### Task statement
Please reproduce the listing below word for word, omitting the pictures.

### Entries supplied
"""

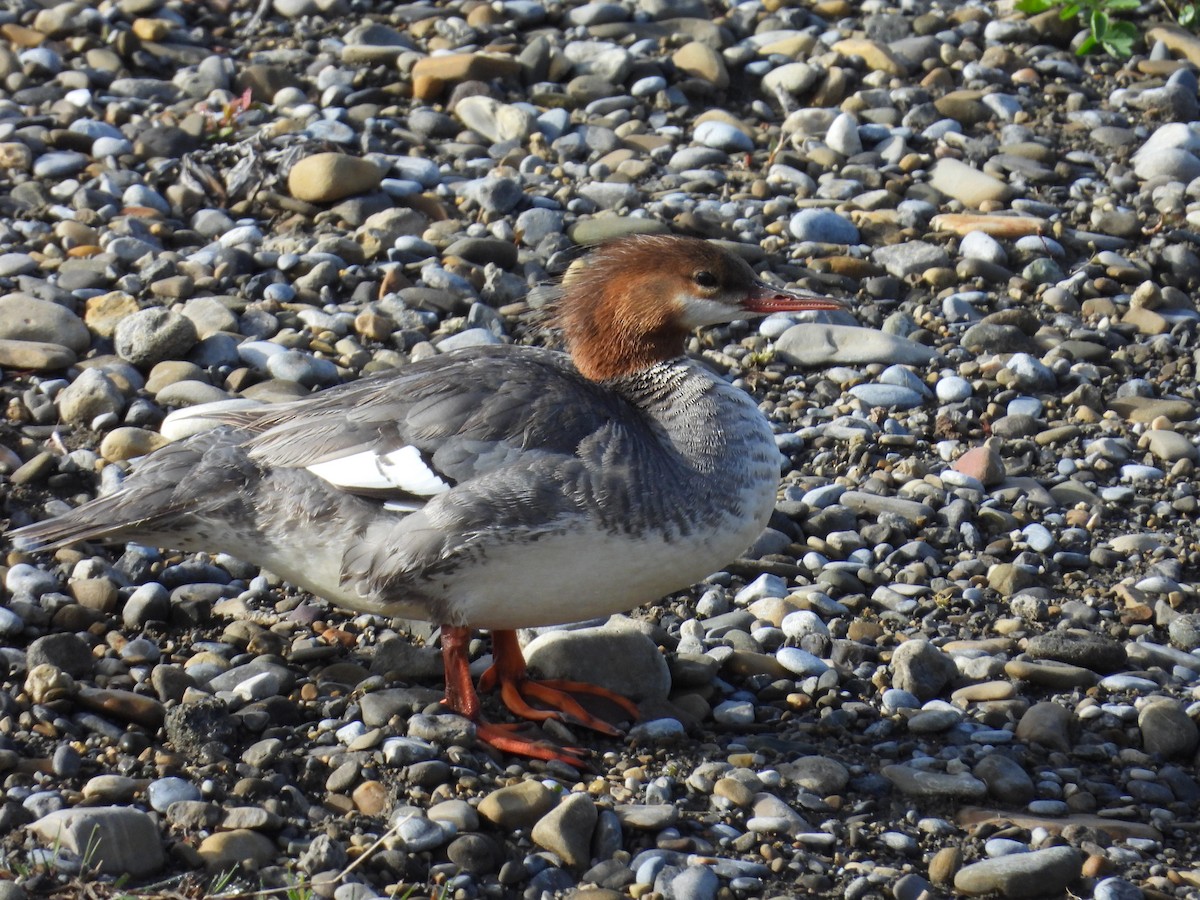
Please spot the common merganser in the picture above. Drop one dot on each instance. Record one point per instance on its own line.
(493, 487)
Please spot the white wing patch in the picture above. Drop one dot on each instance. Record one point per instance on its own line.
(401, 469)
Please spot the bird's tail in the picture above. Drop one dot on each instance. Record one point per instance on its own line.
(184, 478)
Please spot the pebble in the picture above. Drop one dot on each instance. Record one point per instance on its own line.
(975, 587)
(1021, 875)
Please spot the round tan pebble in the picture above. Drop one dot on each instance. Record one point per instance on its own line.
(15, 155)
(324, 178)
(46, 683)
(945, 864)
(129, 443)
(371, 798)
(150, 29)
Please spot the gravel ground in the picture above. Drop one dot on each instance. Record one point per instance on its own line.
(964, 659)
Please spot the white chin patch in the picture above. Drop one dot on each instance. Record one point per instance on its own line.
(402, 469)
(700, 312)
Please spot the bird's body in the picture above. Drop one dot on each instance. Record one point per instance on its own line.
(492, 487)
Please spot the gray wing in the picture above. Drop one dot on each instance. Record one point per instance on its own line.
(485, 445)
(466, 413)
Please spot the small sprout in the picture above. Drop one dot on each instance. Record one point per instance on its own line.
(1114, 36)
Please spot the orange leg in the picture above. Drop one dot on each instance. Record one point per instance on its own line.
(461, 697)
(517, 689)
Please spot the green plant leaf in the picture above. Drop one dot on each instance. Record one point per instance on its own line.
(1120, 39)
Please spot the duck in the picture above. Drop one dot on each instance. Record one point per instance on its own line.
(495, 487)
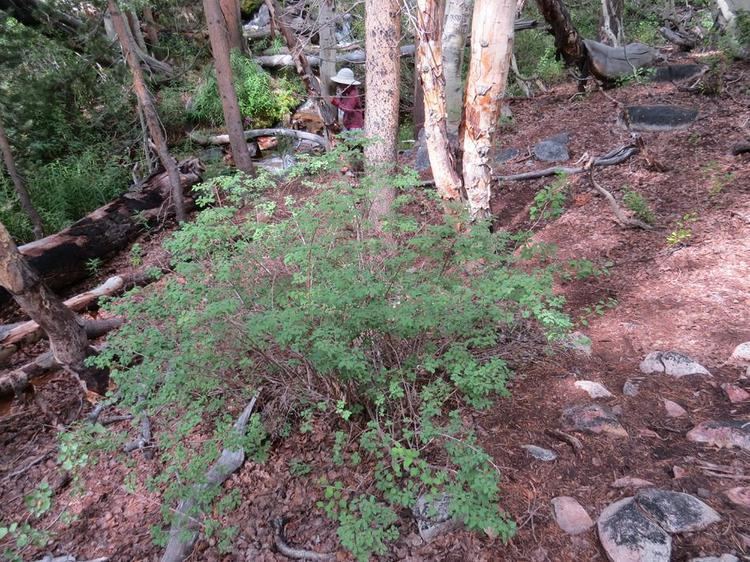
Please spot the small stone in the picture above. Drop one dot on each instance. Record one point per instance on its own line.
(676, 512)
(594, 389)
(627, 535)
(739, 496)
(630, 388)
(433, 517)
(540, 453)
(631, 482)
(735, 393)
(674, 410)
(741, 355)
(671, 363)
(593, 418)
(551, 151)
(570, 515)
(729, 433)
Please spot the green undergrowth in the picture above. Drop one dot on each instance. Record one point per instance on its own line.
(387, 340)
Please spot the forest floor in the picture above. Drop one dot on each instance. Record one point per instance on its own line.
(692, 297)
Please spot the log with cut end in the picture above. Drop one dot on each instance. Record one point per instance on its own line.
(61, 258)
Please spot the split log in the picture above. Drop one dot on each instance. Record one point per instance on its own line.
(61, 258)
(201, 138)
(184, 530)
(114, 285)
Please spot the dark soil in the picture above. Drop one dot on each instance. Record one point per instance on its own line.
(692, 297)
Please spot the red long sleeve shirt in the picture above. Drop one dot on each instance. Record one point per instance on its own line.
(350, 102)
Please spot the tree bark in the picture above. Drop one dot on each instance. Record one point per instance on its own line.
(568, 42)
(229, 103)
(233, 20)
(67, 336)
(15, 176)
(457, 14)
(429, 26)
(327, 47)
(149, 110)
(610, 22)
(491, 49)
(383, 67)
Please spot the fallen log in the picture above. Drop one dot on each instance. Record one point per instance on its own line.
(30, 330)
(61, 258)
(201, 138)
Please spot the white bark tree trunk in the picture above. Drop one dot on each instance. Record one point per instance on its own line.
(491, 49)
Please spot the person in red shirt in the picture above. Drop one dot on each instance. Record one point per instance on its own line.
(349, 100)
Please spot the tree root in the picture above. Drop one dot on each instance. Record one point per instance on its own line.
(290, 552)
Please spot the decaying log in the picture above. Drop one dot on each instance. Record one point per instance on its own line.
(114, 285)
(184, 530)
(61, 258)
(19, 380)
(201, 138)
(613, 157)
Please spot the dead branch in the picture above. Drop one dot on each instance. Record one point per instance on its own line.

"""

### Solution below
Please spot the common merganser in the picture above. Drop one dot on each instance. Record one point per instance on its own line.
(493, 487)
Please spot the white wing patch in the picture above. Drop one dot on each instance. Record one point per instance on its own line.
(401, 469)
Please spot the bird's tail in the picture above. Drop one dot on each instance. Record one point per instance on its own line.
(184, 478)
Please spot the pebble in the picture above. Drop one dot on each instance. Record one point per instance on its own line.
(975, 587)
(1021, 875)
Please spot the round tan pebble in the picture above. Drop one dot on each instance. Record one point per instance on its own line.
(15, 155)
(324, 178)
(46, 683)
(945, 864)
(129, 443)
(371, 798)
(150, 29)
Please spot the gravel ground in the picture above. Drop one dot on each instance. Record one point per instance on its own line.
(964, 659)
Please spot the white chin patch in the picture above. Drop one dot on each instance. Record one point per instance on its own line.
(402, 469)
(700, 312)
Please spot the bird's body in the picture above. Drop one dot on each instance. Record one point per instance on its own line.
(492, 487)
Please spot the gray wing in the picture above. Drop one dot on each instance. Record one point per instance on its own line.
(485, 445)
(466, 413)
Please spot the small sprout in the picture above. Drop one dot on each instance. Record one point per instance on its own line.
(1114, 36)
Please spot the orange leg in the picture above. Drop one dot on each instance. Record one point per instance on its own line.
(461, 697)
(517, 689)
Please spot the green plant leaf in the picture above. Drop one dot on each instance. Record one point per instance on its own line.
(1120, 39)
Please spot the duck in the picture above. Drop one dot on each instance. Record one point per instance on its own line.
(495, 487)
Please spot the small stone in the picture above. Drop one dot on each instance. Record one point per instance on its own line.
(676, 512)
(594, 389)
(627, 535)
(739, 496)
(630, 388)
(433, 517)
(540, 453)
(631, 482)
(735, 393)
(674, 410)
(741, 355)
(671, 363)
(593, 418)
(551, 151)
(570, 515)
(729, 433)
Please spot the green undergrowth in the picture above. Drop one dot on each instance. Record one point per instance on its own line.
(387, 340)
Please spot the forest floor in the picture above. Drop one dot on each instance. Record one point per instance on its own line.
(692, 297)
Please spot the log with cut end in the picture above. Drop one dot on each instance. Record one point per instance on its own line.
(61, 258)
Please spot the split log in the picture above. Drop one dot on each instance. Record one point per instance on its own line.
(61, 258)
(201, 138)
(184, 530)
(114, 285)
Please spot the dark soil in the picture above. Drop one dot on each instance. Record one point per instance on its own line.
(692, 297)
Please spot the red long sleeve shirt in the picture above. Drop one dot on each instance. Record one point per instance on its own line.
(350, 102)
Please spot the tree bark in the picture above. Drop one dot on each instance. Record one point per instance on its own line.
(568, 42)
(229, 103)
(233, 20)
(67, 336)
(15, 176)
(457, 14)
(429, 26)
(327, 47)
(149, 110)
(610, 22)
(491, 49)
(383, 67)
Please spot the fallen log in the picture above. Drop one dot on each instance. Record one point per instance on its own line.
(30, 330)
(61, 258)
(201, 138)
Please spot the white bark tree trunk in the picture above. Drop one dot on each instance. Record one point per instance on its own line.
(491, 49)
Please spot the person in red shirt in the picture above. Drop one dot on each instance. Record one point per instance on its own line.
(349, 100)
Please spot the tree root in the picture above. Drop one dot on each instance. Record one point per instance on its own line.
(290, 552)
Please spot the decaying log in the picture above. Drop one dot on each instance. Record one point per instance on its own line.
(114, 285)
(184, 530)
(61, 258)
(19, 380)
(201, 138)
(613, 157)
Please spot the dead branch in the picture above. Drop one dot on each instance. Record one point per instance on its own line.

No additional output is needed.